■ PROVIDED RECORDS:
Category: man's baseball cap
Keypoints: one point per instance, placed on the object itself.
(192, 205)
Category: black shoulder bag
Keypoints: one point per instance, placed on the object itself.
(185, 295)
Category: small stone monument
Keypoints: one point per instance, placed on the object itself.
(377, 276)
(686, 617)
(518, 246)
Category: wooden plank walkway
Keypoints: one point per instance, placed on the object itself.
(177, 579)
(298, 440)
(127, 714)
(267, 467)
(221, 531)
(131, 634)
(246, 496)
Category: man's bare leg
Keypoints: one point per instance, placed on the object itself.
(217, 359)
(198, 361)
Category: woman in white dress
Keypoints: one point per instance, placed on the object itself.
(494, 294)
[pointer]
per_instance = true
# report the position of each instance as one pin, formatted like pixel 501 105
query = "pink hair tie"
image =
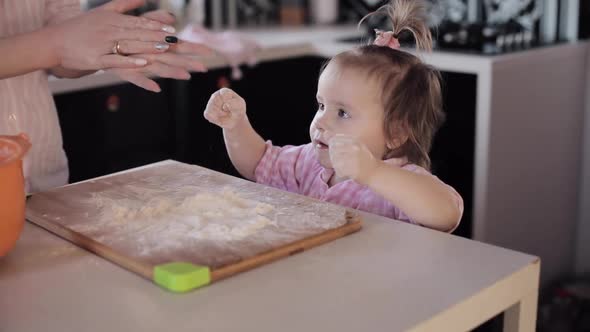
pixel 386 38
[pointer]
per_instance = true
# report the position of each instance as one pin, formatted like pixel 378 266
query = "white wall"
pixel 583 231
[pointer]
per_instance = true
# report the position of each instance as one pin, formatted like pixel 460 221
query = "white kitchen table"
pixel 390 276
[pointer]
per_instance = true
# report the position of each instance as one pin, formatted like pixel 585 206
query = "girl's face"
pixel 348 103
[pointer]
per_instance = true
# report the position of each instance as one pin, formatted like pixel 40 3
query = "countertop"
pixel 389 276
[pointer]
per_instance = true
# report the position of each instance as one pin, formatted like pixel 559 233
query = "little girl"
pixel 378 110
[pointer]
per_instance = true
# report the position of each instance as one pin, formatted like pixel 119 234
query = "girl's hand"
pixel 177 62
pixel 352 159
pixel 225 109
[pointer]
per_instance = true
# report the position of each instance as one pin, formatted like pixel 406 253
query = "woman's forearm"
pixel 26 53
pixel 245 148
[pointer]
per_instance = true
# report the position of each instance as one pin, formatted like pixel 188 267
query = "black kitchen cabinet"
pixel 453 147
pixel 110 129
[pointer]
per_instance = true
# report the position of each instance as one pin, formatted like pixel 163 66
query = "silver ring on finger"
pixel 117 49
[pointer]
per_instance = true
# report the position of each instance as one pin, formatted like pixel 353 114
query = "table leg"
pixel 522 316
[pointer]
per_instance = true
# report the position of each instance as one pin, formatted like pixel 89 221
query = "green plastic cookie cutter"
pixel 181 277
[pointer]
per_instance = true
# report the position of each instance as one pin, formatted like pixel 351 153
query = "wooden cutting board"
pixel 185 226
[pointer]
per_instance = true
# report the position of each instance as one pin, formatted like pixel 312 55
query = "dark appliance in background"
pixel 501 26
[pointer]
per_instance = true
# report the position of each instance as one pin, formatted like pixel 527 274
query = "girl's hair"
pixel 411 94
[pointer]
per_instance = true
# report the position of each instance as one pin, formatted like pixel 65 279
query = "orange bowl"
pixel 12 190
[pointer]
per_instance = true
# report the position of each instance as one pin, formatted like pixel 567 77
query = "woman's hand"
pixel 176 62
pixel 225 109
pixel 88 41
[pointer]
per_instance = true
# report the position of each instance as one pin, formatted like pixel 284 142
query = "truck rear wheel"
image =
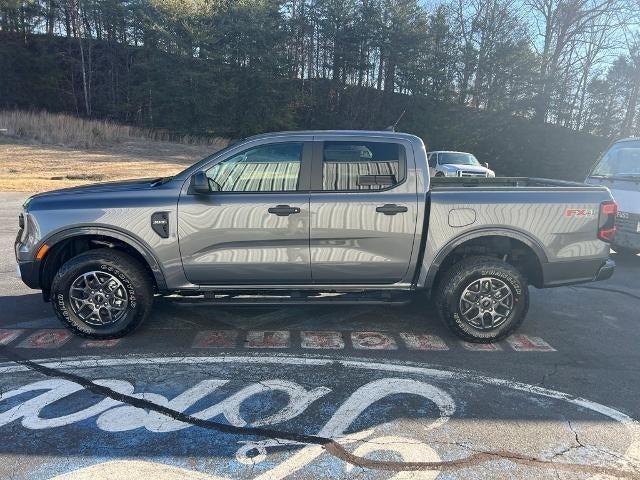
pixel 102 294
pixel 482 299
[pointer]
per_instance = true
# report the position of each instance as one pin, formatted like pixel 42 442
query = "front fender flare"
pixel 139 245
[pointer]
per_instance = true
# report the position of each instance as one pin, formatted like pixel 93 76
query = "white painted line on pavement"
pixel 373 341
pixel 481 347
pixel 8 335
pixel 421 341
pixel 47 338
pixel 322 340
pixel 526 343
pixel 267 339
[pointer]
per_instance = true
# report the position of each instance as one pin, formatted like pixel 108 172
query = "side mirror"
pixel 200 183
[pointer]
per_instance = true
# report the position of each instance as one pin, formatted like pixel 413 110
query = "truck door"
pixel 363 210
pixel 253 228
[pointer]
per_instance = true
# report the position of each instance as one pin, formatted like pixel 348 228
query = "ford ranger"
pixel 313 217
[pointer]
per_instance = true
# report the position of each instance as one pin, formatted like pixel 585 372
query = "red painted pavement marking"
pixel 112 342
pixel 215 339
pixel 373 341
pixel 267 339
pixel 326 340
pixel 482 347
pixel 49 338
pixel 525 343
pixel 420 341
pixel 9 335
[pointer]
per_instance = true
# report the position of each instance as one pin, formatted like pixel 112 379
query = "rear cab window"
pixel 353 166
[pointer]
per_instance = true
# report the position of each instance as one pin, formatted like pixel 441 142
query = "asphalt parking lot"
pixel 202 391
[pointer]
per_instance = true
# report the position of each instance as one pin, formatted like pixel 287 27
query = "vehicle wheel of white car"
pixel 482 299
pixel 102 294
pixel 625 252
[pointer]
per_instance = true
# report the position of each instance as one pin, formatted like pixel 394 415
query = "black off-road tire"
pixel 453 283
pixel 130 273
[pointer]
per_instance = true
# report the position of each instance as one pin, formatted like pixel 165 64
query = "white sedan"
pixel 457 164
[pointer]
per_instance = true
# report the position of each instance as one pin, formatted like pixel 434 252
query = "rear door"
pixel 255 228
pixel 363 208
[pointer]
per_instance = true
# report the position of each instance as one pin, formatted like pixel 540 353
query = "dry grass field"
pixel 40 152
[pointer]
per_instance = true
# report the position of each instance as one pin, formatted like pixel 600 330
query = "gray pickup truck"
pixel 313 217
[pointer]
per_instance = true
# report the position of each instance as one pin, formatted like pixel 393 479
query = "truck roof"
pixel 448 151
pixel 629 139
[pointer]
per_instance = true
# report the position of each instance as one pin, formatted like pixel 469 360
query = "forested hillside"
pixel 535 87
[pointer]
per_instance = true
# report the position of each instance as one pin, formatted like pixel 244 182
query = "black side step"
pixel 245 299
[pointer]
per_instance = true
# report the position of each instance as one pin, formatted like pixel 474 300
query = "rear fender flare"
pixel 432 270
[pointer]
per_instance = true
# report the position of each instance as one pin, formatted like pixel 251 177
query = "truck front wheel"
pixel 482 299
pixel 102 294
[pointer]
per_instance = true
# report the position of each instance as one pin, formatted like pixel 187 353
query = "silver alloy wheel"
pixel 98 298
pixel 486 303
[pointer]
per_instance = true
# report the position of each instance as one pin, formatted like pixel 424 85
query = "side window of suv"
pixel 357 166
pixel 267 168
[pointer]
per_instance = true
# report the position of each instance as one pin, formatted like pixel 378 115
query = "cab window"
pixel 358 166
pixel 267 168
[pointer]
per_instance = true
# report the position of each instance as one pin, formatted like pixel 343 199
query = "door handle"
pixel 391 209
pixel 283 210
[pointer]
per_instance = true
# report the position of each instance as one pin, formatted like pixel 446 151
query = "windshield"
pixel 454 158
pixel 622 160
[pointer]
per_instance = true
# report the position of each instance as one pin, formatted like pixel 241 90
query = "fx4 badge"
pixel 578 212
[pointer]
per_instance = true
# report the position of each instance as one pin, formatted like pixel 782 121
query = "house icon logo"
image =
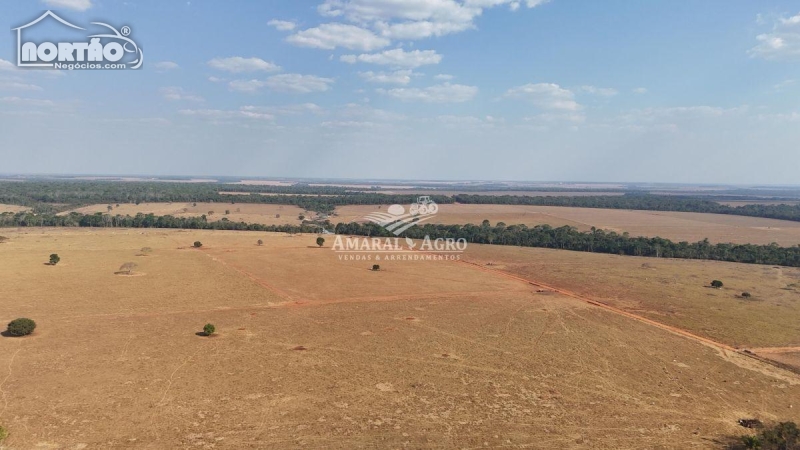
pixel 108 50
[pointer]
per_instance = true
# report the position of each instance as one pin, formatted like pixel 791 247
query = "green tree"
pixel 21 327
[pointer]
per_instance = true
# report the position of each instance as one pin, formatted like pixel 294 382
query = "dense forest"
pixel 565 238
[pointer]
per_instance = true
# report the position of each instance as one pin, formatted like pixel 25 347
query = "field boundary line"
pixel 674 330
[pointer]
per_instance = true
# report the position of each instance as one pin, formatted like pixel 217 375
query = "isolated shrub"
pixel 127 268
pixel 21 327
pixel 783 436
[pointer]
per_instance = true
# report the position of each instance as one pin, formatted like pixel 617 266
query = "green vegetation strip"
pixel 544 236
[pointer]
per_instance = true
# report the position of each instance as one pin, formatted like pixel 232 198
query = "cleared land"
pixel 318 352
pixel 240 212
pixel 676 226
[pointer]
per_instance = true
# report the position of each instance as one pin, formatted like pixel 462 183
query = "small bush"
pixel 127 268
pixel 783 436
pixel 21 327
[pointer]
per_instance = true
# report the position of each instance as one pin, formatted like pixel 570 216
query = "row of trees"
pixel 641 202
pixel 565 238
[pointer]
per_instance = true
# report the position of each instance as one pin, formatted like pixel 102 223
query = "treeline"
pixel 47 197
pixel 640 202
pixel 565 238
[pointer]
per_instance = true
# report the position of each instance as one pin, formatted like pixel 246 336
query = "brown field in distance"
pixel 240 212
pixel 316 352
pixel 676 226
pixel 12 208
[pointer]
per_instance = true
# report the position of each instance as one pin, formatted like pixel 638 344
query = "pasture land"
pixel 676 226
pixel 313 351
pixel 12 208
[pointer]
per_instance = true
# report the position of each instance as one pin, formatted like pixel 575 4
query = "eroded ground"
pixel 316 352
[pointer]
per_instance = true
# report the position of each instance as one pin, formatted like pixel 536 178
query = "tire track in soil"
pixel 724 348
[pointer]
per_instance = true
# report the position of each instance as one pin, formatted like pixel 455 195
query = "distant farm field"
pixel 239 212
pixel 12 208
pixel 676 226
pixel 316 351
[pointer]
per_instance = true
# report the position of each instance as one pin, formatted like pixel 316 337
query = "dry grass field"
pixel 240 212
pixel 671 291
pixel 676 226
pixel 317 352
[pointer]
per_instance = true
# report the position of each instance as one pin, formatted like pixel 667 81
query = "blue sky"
pixel 668 91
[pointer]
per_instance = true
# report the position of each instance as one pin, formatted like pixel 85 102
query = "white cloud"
pixel 546 96
pixel 780 44
pixel 219 114
pixel 288 110
pixel 178 94
pixel 441 93
pixel 238 64
pixel 282 25
pixel 77 5
pixel 6 85
pixel 290 83
pixel 26 101
pixel 397 77
pixel 784 84
pixel 166 65
pixel 602 92
pixel 415 19
pixel 332 35
pixel 397 58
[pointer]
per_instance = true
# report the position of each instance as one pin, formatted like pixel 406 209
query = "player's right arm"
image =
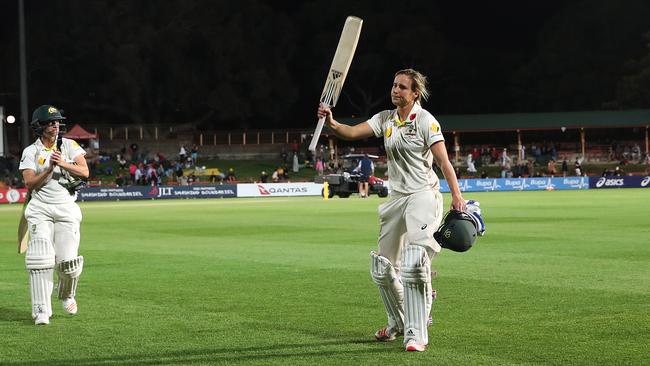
pixel 343 131
pixel 28 169
pixel 35 181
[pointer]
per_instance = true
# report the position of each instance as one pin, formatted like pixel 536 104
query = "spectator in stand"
pixel 296 165
pixel 140 175
pixel 550 168
pixel 231 177
pixel 285 172
pixel 195 154
pixel 283 156
pixel 636 152
pixel 471 168
pixel 132 170
pixel 578 167
pixel 152 177
pixel 506 162
pixel 264 178
pixel 182 154
pixel 366 169
pixel 565 167
pixel 192 179
pixel 134 151
pixel 121 161
pixel 120 181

■ PROBLEM:
Word for word, reproduce the listing from its first line through the line that has "Category: man's bare leg" in it, and go no further.

■ EXPECTED ANSWER:
Category: man's baseball cap
Keypoints: one point per instance, placed on the object itself.
(192, 205)
Category: black shoulder bag
Keypoints: one point per instance, placed on the object itself.
(185, 295)
Category: small stone monument
Keypoints: one point per instance, placed on the object itself.
(377, 276)
(686, 617)
(518, 246)
Category: wooden plank walkway
Keypoints: one point per instance, placed on the object itself.
(177, 579)
(298, 440)
(127, 714)
(267, 467)
(221, 531)
(131, 634)
(246, 496)
Category: man's bare leg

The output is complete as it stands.